Set task
Switch every "one path per line" in the records to "each path on its own line" and reproduce all the lines with nothing else changed. Leave the pictures out of your answer.

(Source records)
— START —

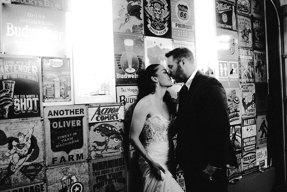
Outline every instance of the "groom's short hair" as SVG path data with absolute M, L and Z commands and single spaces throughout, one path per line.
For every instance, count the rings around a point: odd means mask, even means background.
M 176 60 L 178 64 L 183 58 L 188 60 L 190 60 L 194 63 L 193 55 L 191 51 L 185 47 L 179 47 L 172 50 L 165 54 L 165 56 L 168 58 L 172 56 L 173 60 Z

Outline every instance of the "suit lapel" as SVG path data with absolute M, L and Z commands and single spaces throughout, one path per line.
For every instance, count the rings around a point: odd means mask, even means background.
M 192 80 L 192 81 L 191 82 L 191 84 L 190 85 L 189 89 L 188 89 L 188 97 L 189 98 L 189 97 L 191 95 L 191 93 L 192 93 L 193 92 L 193 91 L 194 87 L 195 86 L 195 85 L 196 85 L 196 83 L 197 82 L 197 80 L 198 80 L 198 78 L 199 77 L 199 76 L 201 74 L 201 73 L 202 72 L 201 71 L 197 70 L 197 71 L 196 72 L 196 73 L 195 74 L 195 75 L 194 76 L 194 77 L 193 78 L 193 79 Z

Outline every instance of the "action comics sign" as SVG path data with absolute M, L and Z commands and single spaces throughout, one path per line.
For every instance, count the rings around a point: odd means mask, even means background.
M 88 191 L 89 171 L 89 164 L 86 162 L 46 169 L 47 191 Z
M 47 166 L 87 159 L 86 116 L 86 107 L 84 105 L 44 107 Z
M 171 38 L 170 0 L 143 0 L 144 34 Z
M 45 179 L 43 121 L 1 123 L 0 191 Z

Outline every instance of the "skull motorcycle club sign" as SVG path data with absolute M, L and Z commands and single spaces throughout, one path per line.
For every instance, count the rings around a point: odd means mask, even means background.
M 144 6 L 145 35 L 171 38 L 170 0 L 146 0 Z

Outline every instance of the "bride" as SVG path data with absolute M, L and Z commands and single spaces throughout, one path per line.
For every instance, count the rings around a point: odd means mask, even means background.
M 176 111 L 166 91 L 172 85 L 171 79 L 163 66 L 154 64 L 147 68 L 139 80 L 139 101 L 133 112 L 130 141 L 141 155 L 143 191 L 183 191 L 174 178 L 176 165 L 169 125 Z M 142 144 L 139 139 L 142 132 Z

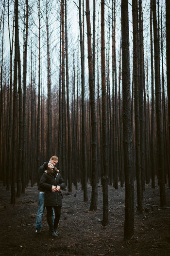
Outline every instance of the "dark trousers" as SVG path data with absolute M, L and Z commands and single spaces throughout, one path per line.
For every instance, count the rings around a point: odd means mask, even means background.
M 53 215 L 52 207 L 54 209 L 55 218 L 54 221 L 54 226 L 53 227 L 52 222 L 52 216 Z M 50 229 L 52 229 L 53 227 L 56 229 L 58 226 L 58 222 L 60 220 L 61 215 L 61 206 L 46 206 L 47 209 L 47 220 Z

— END —

Response to this task
Outline every instance of the "groom's short hair" as SVG path data with absolute M, L and Z commands and single spaces throughout, each path on its own line.
For every instance, count the rings around a point: odd means mask, even means background.
M 176 60 L 178 64 L 183 58 L 188 60 L 190 60 L 194 63 L 193 55 L 191 51 L 185 47 L 179 47 L 172 50 L 165 54 L 165 56 L 168 58 L 172 56 L 173 60 Z

Outline every instance of the "suit lapel" as SVG path data with absolute M, L and Z commands and single spaces throughout, each path on its own line.
For every instance, count the rings around a point: odd means mask, even means background.
M 192 80 L 192 81 L 191 82 L 191 84 L 190 85 L 189 89 L 188 89 L 188 97 L 189 98 L 189 97 L 191 95 L 191 93 L 192 93 L 193 92 L 193 91 L 194 87 L 195 86 L 195 85 L 196 85 L 196 83 L 197 82 L 197 80 L 198 80 L 198 78 L 199 77 L 199 76 L 201 74 L 201 73 L 202 72 L 201 71 L 197 70 L 197 71 L 196 72 L 196 73 L 195 74 L 195 75 L 194 76 L 194 77 L 193 78 L 193 79 Z

Outline every instance of the "action comics sign" as SVG path data with absolute M, L and Z commands and single spaces throughout, each path on its own line.
For every instance, count the rings around a point: odd means mask, even means background.
M 88 191 L 89 171 L 89 164 L 86 162 L 46 169 L 47 191 Z
M 47 166 L 87 159 L 86 116 L 86 107 L 84 105 L 44 107 Z
M 171 38 L 170 0 L 143 0 L 144 34 Z
M 45 179 L 43 121 L 1 123 L 0 191 Z

Outline every instance of the "skull motorcycle club sign" as SVG path data with absolute M, L and Z commands and single spaces throughout, each path on its own line.
For every instance, count the rings around a point: odd means mask, even means background.
M 144 6 L 145 35 L 171 38 L 170 0 L 146 0 Z

Outline every instance of the "bride" as SVG path data with absolute M, L and Z commands and single spaces throughout, each path on its own line.
For every instance, count the rings around a point: odd means mask, even means background.
M 176 111 L 166 91 L 172 85 L 171 79 L 163 66 L 154 64 L 147 68 L 139 80 L 139 101 L 133 112 L 130 141 L 141 155 L 143 191 L 183 191 L 174 178 L 176 165 L 169 125 Z M 142 144 L 139 139 L 142 132 Z

Outline every instance of the "dark trousers" as SVG path data with absolute M, L and Z commands and single spaces throughout, each path on its own line.
For every instance, count the rings around a point: odd means mask, even means background.
M 53 215 L 52 207 L 54 209 L 55 218 L 54 221 L 54 226 L 53 227 L 52 222 L 52 216 Z M 50 229 L 52 229 L 53 227 L 56 229 L 58 226 L 58 222 L 60 220 L 61 215 L 61 206 L 46 206 L 47 209 L 47 220 Z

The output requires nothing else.